* BEGIN Article *

Offensively, Frye is a finesse player who prefers to face the basket and owns a very nice looking jump shot. He has range out to about 16-18 feet and can consistently knock down the mid-range jumper if you give it to him. His numbers from the free throw line most certainly back that up, at 83% which is outstanding for a big man. In the pros, the pick and pop should be a great play to run for him. Around the basket, Frye can score as long as he isn't being contested too fiercely thanks to his height, length and athletic ability. He has a nice little jump hook shot that could become his go to move in the pros. Frye is an efficient scorer who makes the most of his touches, shooting 56% from the floor in his four years at Arizona on over 700 field goals made.
In terms of character and intangibles, Frye is about as solid as you'll find. He is an intelligent, soft spoken kid who carries himself well both on and off the floor and will be an excellent locker room presence in the pros.
Physically, he has a very narrow frame that will likely not be able to carry too much weight. Right now he gets pushed around an awful lot and this hurts his potential as a big man in all aspects of the game. His foot-speed is fairly average, although at his height that usually wouldn't be too much of a concern.
Offensively, he lacks the strength or tenacity to establish and hold position in the paint. If he does get the ball, he does not have the lower body strength or footwork to back his man down to the basket or finesse his way towards the hoop. A quick shove in the back and Frye usually finds himself outside the paint. Not being the most contact loving player in the world, he's hardly the type of guy that will really push back either, so this could be even more of a problem in the much more physical NBA. When he does catch the ball inside the paint in a position to score, he often takes too long to gather himself for a strong finish, giving the defense time to react and stop him. He has some trouble finishing around the basket sometimes due to the fact that he is lacking in upper body strength. At times, usually when he is tired of being banged around inside, Frye has a tendency to settle for extremely soft shots outside of the paint.

* END Article *
* BEGIN Entries shown *

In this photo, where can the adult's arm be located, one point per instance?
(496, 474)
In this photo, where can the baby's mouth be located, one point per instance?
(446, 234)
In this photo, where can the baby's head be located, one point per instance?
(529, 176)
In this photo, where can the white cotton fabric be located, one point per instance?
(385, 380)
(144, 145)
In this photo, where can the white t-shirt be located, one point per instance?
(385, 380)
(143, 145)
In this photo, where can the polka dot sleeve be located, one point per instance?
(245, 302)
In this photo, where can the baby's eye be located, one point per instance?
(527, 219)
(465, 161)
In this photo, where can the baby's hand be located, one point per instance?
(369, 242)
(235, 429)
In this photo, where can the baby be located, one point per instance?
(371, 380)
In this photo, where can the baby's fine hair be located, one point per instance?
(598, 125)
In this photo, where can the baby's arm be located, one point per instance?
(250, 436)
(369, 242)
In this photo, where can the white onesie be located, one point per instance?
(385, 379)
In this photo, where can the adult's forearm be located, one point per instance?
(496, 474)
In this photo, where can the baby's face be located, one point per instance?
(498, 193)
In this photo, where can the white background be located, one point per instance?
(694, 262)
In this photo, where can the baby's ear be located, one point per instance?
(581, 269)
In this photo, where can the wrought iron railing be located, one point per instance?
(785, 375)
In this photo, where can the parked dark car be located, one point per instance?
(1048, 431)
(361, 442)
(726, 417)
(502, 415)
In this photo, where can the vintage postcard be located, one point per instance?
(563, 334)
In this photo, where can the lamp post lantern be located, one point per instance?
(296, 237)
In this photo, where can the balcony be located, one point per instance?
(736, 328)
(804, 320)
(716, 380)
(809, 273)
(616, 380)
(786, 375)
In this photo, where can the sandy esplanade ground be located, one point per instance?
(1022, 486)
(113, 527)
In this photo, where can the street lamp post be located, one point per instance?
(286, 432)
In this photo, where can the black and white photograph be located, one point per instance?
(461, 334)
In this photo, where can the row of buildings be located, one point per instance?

* END Entries shown *

▸ Stated goal:
Duplicate everything in the scouting report on Frye from "In terms of" down to "presence in the pros.". You won't need the rows for this.

▸ Reply:
In terms of character and intangibles, Frye is about as solid as you'll find. He is an intelligent, soft spoken kid who carries himself well both on and off the floor and will be an excellent locker room presence in the pros.